Your goal
Copy out every one of the records below word for word, keeping each line as it stands.

Dataset
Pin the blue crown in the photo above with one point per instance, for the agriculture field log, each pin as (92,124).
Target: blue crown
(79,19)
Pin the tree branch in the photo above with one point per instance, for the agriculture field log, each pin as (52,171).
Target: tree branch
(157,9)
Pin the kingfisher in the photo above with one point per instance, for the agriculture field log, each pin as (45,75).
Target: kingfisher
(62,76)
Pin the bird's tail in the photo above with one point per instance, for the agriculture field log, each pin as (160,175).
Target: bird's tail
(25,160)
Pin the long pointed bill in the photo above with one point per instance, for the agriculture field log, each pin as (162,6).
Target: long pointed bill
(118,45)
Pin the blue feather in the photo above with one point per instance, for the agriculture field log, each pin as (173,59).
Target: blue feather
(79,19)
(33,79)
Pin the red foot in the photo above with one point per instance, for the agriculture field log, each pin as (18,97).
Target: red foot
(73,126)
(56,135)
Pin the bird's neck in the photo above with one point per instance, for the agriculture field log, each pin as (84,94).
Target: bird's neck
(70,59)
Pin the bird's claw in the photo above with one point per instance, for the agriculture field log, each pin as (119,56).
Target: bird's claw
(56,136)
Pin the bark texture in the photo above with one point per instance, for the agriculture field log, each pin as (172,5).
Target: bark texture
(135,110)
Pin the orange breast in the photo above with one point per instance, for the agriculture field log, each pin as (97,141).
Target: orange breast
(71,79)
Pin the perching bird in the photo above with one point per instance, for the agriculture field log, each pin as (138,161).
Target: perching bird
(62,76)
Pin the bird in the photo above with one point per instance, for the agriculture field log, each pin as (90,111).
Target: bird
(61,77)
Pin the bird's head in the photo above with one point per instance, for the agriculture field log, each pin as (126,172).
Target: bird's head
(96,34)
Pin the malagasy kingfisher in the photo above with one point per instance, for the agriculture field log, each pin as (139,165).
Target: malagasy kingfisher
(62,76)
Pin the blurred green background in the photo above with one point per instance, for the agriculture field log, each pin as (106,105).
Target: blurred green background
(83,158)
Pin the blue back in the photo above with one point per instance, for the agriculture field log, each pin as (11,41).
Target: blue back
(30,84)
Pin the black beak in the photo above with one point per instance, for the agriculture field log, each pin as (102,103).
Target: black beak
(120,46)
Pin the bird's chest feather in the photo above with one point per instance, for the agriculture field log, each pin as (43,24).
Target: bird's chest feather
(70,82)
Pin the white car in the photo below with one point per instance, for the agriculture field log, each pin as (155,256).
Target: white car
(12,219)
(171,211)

Output below
Pin the blue crown in the photo above with one point per instance, for the agriculture field log, each pin as (92,124).
Target: blue crown
(79,19)
Pin the tree branch in the photo above with one point per instance, for the agriculture field log, each pin as (52,171).
Target: tree branch
(157,9)
Pin the kingfisher in the photo above with one point per instance, for the agriculture field log, each pin as (45,75).
Target: kingfisher
(62,76)
Pin the bird's tail in the photo above with one point per instance, for the agriculture field log, each pin as (160,175).
Target: bird's tail
(25,160)
Pin the long pointed bill in the photo above with one point per instance, for the agriculture field log, each pin as (162,6).
Target: long pointed bill
(118,45)
Pin the blue feather in the photo above with one point per instance, for the agriculture field log, each pin as (173,59).
Target: blue feather
(79,19)
(33,79)
Pin the red foot in the photo above with one point per instance, for the agriculture field log, each pin as (18,97).
Target: red foot
(73,126)
(56,135)
Pin the bird's neck in the photo above with one point per instance, for the agriculture field log, each pin as (84,94).
Target: bird's neck
(70,59)
Pin the bird's claw in the photo above with one point per instance, for the agriculture field log, each pin as (119,56).
Target: bird's claw
(56,136)
Pin the bark texture in the photo above with one point per instance, for the agriculture field log, each pin as (172,5).
Target: bark texture
(135,110)
Pin the orange breast in the photo above with one point per instance, for the agriculture field log, each pin as (97,141).
Target: orange breast
(71,79)
Pin the perching bird in the photo above with one point per instance, for the agriculture field log, each pin as (138,161).
Target: perching bird
(62,76)
Pin the bird in the photo above with one point per instance, for the agriculture field log, each pin as (90,111).
Target: bird
(61,77)
Pin the bird's head in the photo above with one point per instance, for the agriculture field log, each pin as (126,172).
Target: bird's head
(96,34)
Pin the malagasy kingfisher in the photo above with one point per instance, for the agriculture field log, each pin as (139,165).
Target: malagasy kingfisher
(62,76)
Pin the blurred green background in the photo above with one point per instance, for the agriculture field log, each pin as (106,105).
Target: blurred green background
(83,158)
Pin the blue back in the photo above with one point per instance, for the agriculture field log, each pin as (11,41).
Target: blue back
(30,84)
Pin the black beak in the photo above with one point per instance, for the agriculture field log, each pin as (102,103).
Target: black beak
(120,46)
Pin the bird's chest feather in the photo above with one point per instance, for the agriculture field log, each pin as (43,24).
Target: bird's chest feather
(70,82)
Pin the white car in the photo below with one point per instance, for the agriculture field log, each pin as (155,256).
Target: white car
(12,219)
(171,211)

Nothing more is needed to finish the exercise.